===== Data supplied

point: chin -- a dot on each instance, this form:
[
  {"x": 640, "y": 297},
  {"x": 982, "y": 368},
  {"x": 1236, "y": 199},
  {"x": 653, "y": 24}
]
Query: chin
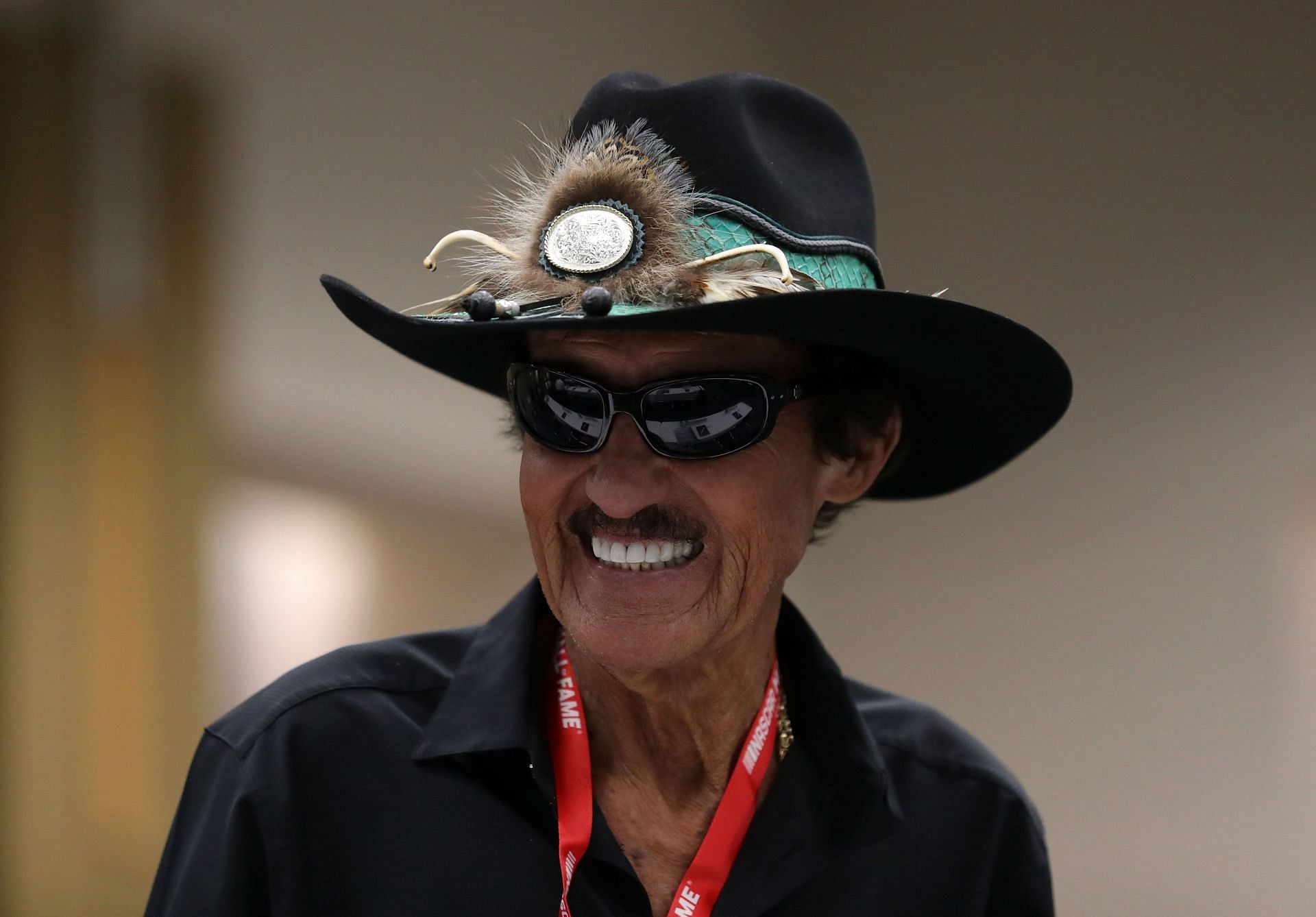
[{"x": 633, "y": 639}]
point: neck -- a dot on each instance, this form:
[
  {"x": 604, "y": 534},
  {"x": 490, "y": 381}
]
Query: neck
[{"x": 677, "y": 731}]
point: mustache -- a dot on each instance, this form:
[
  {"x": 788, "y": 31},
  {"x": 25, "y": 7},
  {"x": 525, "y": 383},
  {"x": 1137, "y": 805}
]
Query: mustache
[{"x": 653, "y": 523}]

==========

Directions
Please return every line of the records above that contains the word "point".

Solution
point: chin -- a dot on each instance, this form:
point: neck -- a dot on each instance, this form:
point: mustache -- a dot on each instance, this form:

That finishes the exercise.